Starting at the line that contains "Tag one spot per instance of the desert" and running through the end of the entries, render each line as an item in a numbered list. Leave out any blank lines.
+ + + + +
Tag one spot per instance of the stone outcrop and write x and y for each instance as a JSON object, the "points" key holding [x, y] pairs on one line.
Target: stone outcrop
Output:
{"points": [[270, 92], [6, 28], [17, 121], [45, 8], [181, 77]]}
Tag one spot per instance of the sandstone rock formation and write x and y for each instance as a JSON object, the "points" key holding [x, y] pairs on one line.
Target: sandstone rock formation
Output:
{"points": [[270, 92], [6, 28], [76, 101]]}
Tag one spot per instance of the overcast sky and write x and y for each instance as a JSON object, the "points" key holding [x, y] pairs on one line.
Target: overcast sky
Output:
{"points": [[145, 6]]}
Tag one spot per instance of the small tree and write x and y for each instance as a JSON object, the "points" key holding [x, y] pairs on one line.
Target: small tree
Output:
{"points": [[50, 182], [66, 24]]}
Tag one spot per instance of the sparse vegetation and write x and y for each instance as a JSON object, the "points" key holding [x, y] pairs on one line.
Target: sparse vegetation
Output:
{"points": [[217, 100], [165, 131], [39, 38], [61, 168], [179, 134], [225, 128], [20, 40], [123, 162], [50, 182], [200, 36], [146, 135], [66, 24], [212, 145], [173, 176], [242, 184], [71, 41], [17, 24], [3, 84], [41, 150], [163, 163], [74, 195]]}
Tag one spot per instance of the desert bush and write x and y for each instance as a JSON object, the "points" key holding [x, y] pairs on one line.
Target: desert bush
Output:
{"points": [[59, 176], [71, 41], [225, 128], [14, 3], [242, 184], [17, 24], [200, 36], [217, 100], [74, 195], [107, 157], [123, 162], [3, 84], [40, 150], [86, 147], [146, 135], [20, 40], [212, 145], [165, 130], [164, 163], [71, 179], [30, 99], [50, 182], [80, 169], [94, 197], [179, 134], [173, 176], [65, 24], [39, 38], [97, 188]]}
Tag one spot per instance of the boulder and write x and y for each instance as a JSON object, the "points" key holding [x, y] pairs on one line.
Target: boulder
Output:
+ + + + +
## Task solution:
1. Tag one spot per instance of the desert bush and write x and y for each instance as a JSON object, the "points" key holding [x, y] pairs on one line.
2. Target: desert bush
3. Output:
4. {"points": [[59, 176], [71, 41], [225, 128], [14, 3], [242, 184], [17, 24], [200, 36], [217, 100], [74, 195], [107, 157], [123, 162], [3, 84], [40, 150], [86, 147], [146, 135], [20, 40], [212, 145], [165, 130], [164, 163], [71, 179], [30, 99], [50, 182], [80, 169], [94, 197], [179, 134], [173, 176], [65, 24], [39, 38], [97, 188]]}
5. Tag one spot per instance of the boulder and write x and y for each instance as a JSON object, the "points" key holding [x, y] pairs on one line.
6. Target: boulder
7. Output:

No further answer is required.